• **Task to complete**:
A copy is needed of each line in the records that has the word "window".

• **Provided records**:
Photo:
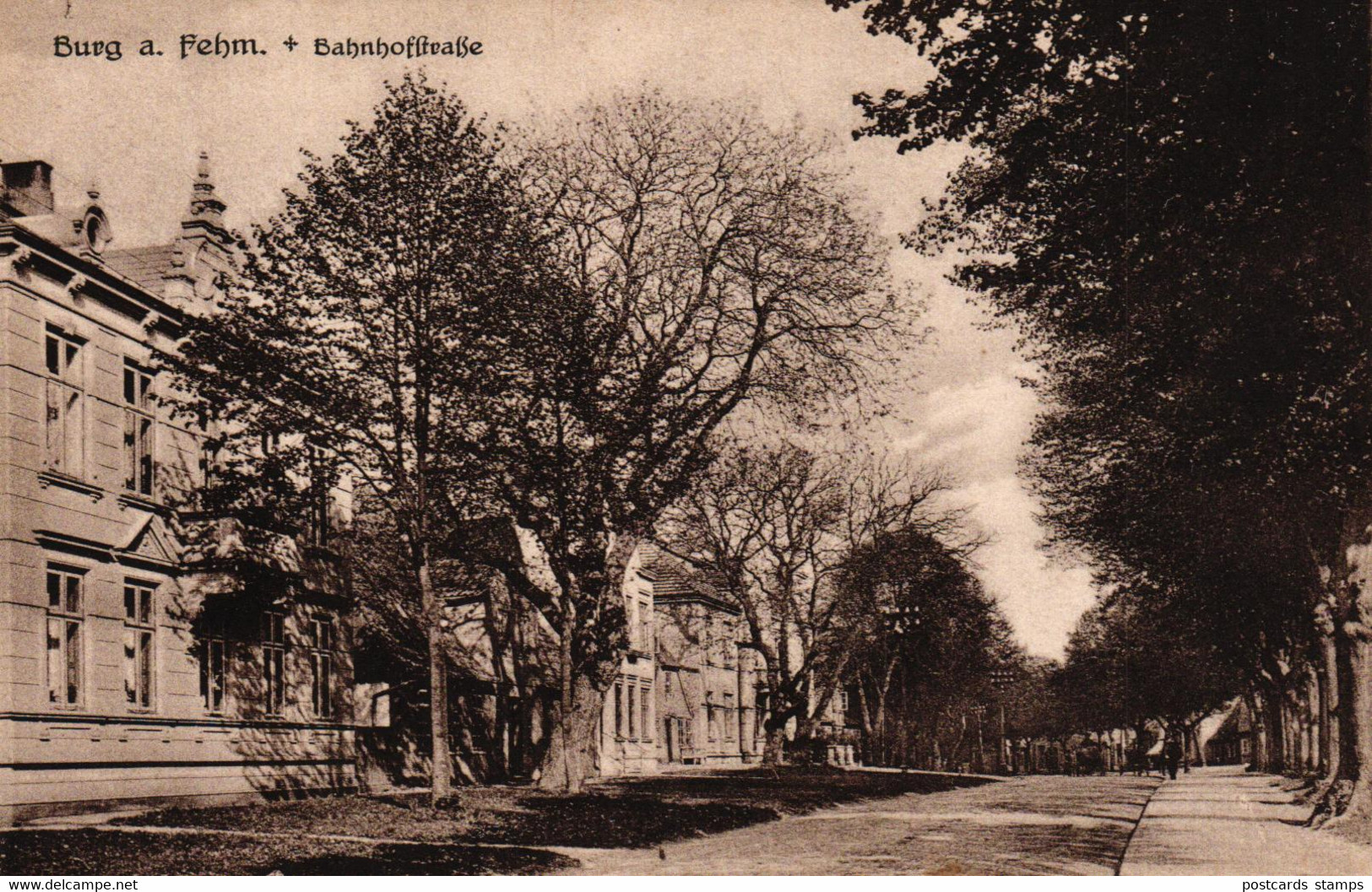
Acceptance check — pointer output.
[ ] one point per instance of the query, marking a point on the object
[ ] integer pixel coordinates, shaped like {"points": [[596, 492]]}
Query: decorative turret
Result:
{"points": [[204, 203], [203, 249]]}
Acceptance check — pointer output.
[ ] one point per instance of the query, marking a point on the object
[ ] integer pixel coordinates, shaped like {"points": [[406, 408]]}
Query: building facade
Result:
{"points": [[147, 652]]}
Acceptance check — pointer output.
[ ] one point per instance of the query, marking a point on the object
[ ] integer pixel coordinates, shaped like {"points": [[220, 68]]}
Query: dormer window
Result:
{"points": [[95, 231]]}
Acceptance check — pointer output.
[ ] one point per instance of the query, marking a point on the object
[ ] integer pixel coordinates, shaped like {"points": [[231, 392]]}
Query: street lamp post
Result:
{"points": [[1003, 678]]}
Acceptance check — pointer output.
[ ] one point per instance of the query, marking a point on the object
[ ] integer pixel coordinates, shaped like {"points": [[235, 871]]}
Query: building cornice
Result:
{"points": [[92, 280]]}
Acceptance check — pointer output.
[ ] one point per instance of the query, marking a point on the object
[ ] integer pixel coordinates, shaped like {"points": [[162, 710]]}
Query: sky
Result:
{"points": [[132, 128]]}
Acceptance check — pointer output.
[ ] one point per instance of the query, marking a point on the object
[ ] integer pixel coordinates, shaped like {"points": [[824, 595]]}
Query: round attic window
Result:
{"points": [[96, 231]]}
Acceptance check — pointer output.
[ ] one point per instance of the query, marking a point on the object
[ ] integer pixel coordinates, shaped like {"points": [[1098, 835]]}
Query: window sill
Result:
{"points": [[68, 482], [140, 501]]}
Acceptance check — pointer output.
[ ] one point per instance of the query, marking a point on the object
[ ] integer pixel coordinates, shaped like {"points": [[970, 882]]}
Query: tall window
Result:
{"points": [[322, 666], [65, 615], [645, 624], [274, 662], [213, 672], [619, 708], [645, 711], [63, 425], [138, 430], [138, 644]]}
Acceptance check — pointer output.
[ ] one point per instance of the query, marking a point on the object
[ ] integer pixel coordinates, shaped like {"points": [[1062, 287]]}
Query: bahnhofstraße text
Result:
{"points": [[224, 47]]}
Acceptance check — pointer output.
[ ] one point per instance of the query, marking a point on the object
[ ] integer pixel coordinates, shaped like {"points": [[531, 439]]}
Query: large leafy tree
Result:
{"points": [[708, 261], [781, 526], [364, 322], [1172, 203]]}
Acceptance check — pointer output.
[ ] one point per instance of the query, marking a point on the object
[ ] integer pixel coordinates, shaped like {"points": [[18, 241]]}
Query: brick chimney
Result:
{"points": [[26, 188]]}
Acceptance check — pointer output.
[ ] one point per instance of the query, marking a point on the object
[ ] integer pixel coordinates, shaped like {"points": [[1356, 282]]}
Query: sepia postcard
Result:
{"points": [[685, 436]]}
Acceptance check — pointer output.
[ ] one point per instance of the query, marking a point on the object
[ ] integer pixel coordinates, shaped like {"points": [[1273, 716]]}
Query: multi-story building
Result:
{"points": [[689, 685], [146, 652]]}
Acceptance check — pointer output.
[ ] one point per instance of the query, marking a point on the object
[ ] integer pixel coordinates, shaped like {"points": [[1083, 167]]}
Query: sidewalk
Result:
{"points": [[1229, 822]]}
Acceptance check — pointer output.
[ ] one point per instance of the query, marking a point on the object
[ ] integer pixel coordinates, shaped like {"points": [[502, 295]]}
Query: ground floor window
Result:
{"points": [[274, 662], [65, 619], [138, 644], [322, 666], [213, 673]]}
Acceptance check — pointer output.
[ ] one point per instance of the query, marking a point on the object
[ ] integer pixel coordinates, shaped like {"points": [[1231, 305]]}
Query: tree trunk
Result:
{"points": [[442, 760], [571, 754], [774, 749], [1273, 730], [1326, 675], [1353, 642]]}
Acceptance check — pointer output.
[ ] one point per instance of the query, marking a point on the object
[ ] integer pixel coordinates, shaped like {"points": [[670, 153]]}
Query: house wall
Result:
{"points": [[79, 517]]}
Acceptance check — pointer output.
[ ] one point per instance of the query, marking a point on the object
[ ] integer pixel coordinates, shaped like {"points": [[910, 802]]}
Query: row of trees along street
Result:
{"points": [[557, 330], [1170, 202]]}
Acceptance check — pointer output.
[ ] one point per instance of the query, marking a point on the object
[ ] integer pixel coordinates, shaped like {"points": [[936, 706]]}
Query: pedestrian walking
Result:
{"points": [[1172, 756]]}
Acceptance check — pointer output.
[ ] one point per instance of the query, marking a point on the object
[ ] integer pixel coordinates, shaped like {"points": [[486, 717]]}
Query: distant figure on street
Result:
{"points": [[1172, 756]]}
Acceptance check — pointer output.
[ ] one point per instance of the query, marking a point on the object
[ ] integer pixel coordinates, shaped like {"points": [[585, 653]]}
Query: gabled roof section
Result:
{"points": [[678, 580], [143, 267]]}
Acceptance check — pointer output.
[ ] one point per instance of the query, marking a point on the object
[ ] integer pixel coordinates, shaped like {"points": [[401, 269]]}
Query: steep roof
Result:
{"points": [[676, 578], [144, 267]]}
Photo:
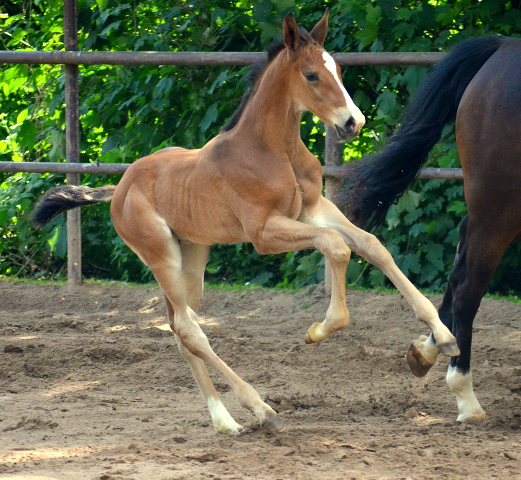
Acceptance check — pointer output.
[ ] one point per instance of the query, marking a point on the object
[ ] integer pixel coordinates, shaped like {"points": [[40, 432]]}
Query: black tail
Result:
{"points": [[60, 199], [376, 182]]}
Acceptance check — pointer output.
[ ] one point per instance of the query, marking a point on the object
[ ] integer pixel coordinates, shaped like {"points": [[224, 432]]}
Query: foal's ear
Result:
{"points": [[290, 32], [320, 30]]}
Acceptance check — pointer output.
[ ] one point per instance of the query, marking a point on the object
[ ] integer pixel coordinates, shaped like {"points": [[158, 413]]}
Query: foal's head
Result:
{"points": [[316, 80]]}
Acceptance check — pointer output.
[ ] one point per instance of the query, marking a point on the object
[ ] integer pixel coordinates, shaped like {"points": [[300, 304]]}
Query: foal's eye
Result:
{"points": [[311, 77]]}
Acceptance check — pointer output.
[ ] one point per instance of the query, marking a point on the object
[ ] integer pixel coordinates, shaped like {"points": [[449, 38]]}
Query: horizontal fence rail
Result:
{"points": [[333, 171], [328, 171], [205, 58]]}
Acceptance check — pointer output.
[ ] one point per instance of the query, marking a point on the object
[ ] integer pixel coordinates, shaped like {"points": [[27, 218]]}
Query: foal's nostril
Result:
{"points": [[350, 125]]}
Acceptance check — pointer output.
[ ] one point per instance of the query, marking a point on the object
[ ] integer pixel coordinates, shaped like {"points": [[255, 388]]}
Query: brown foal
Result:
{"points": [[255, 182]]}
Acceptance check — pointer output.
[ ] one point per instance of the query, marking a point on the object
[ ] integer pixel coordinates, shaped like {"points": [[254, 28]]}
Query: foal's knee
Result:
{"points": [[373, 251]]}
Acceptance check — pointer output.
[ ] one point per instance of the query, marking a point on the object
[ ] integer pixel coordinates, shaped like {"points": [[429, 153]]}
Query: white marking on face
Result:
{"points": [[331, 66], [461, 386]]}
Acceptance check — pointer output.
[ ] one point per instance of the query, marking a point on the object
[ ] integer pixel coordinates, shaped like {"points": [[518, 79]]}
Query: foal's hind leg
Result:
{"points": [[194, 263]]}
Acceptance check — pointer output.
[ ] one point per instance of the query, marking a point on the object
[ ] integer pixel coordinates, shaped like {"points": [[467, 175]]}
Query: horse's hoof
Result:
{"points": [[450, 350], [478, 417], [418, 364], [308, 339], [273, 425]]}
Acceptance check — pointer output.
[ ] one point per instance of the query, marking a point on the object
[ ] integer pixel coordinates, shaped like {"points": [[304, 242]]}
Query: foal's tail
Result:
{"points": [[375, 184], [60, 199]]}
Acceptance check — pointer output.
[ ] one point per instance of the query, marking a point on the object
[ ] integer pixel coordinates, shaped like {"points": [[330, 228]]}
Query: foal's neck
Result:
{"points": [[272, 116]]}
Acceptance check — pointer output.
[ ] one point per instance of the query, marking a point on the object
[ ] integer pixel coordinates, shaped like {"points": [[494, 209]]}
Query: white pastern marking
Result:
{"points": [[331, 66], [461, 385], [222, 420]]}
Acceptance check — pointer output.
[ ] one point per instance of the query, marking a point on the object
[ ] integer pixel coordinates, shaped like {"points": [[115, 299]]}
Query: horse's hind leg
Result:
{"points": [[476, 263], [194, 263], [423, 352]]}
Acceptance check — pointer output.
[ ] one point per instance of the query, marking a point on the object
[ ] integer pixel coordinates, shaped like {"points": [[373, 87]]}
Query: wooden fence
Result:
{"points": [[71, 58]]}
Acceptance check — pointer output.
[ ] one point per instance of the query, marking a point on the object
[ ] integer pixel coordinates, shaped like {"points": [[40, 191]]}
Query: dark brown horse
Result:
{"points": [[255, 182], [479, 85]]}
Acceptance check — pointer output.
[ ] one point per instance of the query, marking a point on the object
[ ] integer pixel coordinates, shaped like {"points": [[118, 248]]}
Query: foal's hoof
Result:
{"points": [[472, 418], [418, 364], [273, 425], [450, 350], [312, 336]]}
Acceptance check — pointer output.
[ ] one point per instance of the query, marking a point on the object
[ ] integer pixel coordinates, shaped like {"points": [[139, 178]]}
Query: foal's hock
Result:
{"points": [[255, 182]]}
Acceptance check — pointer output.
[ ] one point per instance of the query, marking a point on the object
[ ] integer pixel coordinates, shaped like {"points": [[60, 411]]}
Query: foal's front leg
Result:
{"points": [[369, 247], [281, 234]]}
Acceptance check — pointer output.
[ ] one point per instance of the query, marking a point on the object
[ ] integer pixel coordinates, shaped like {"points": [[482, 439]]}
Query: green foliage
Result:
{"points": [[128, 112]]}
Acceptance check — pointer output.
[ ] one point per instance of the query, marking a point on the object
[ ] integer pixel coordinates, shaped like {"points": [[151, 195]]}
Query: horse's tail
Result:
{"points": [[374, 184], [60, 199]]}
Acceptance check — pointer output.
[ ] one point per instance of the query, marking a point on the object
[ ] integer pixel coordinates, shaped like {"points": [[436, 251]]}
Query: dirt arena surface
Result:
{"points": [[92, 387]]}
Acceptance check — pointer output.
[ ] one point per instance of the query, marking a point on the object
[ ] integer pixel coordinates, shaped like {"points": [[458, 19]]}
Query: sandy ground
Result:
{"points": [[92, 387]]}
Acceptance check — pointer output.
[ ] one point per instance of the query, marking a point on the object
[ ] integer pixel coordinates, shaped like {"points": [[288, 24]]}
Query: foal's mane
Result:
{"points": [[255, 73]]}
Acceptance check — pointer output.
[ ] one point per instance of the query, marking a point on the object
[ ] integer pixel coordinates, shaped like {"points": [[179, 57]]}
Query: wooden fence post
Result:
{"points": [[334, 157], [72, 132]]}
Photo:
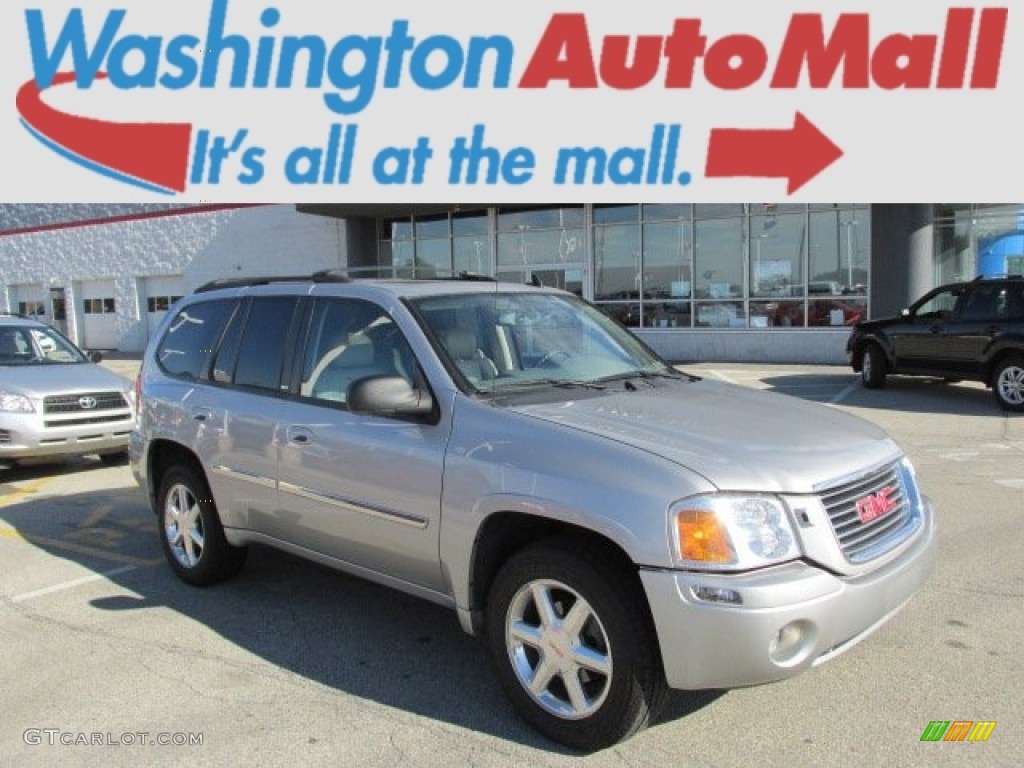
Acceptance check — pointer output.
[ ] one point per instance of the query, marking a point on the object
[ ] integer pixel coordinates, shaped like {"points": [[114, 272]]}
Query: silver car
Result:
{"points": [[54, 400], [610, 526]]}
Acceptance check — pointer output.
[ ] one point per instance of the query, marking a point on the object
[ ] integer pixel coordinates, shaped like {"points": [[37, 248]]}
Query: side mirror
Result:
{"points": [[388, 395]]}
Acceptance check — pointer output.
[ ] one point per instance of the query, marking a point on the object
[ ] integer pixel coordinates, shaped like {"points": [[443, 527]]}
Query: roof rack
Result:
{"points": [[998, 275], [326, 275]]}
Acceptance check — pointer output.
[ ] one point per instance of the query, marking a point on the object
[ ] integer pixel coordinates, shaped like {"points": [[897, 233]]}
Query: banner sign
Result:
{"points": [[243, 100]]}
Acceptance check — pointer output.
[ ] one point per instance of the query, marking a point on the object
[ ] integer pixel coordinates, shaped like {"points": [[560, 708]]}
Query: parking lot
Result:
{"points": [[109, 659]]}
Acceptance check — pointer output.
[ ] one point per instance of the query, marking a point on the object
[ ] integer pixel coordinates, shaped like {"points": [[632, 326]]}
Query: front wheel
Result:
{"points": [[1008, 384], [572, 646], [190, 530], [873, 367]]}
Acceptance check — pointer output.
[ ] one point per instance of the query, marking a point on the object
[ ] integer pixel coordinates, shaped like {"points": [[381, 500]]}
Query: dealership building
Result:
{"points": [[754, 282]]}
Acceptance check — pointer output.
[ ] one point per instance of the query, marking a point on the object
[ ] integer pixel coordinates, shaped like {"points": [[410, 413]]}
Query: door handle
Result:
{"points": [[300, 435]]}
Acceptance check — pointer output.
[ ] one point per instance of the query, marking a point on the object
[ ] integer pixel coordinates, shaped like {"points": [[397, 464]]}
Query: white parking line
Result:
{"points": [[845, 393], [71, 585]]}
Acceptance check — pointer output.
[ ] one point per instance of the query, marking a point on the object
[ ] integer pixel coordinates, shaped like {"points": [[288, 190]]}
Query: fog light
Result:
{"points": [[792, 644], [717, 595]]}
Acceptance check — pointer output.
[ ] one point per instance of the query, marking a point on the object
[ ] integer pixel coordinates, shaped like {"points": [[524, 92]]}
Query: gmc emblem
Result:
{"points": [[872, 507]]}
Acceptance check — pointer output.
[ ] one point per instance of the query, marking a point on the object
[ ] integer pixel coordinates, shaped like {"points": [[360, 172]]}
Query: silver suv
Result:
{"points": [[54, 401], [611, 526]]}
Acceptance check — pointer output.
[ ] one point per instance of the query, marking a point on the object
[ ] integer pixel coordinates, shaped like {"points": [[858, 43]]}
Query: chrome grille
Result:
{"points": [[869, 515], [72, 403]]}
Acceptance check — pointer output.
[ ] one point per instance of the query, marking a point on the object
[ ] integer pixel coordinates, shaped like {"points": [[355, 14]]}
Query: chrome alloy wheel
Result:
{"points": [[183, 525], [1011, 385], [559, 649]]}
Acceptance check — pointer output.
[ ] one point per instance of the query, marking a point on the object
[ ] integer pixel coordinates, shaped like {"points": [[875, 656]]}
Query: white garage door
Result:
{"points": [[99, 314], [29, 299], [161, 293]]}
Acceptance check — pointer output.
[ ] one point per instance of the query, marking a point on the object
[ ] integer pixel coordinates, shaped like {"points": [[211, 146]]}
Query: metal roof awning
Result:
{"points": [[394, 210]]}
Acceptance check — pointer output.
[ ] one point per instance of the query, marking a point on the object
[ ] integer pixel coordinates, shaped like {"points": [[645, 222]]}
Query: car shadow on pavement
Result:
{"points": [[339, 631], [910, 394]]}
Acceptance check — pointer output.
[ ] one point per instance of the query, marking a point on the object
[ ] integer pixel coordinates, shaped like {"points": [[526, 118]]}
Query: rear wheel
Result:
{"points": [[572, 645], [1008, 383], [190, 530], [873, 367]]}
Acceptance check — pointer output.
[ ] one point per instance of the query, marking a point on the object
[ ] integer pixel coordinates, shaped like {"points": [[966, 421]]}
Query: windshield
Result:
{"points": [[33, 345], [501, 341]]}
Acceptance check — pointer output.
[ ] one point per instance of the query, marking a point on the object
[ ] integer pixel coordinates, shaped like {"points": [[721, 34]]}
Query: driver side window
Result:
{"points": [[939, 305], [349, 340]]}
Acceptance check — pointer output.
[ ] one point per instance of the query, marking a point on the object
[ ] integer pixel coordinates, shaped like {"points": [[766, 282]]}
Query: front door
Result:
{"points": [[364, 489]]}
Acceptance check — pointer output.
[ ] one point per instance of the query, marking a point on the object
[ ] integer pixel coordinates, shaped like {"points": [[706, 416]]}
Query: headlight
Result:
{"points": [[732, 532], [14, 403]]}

• **Result for this exercise**:
Query: dormer window
Query: round attic window
Query: window sill
Query: tall window
Query: ground floor window
Query: driver side window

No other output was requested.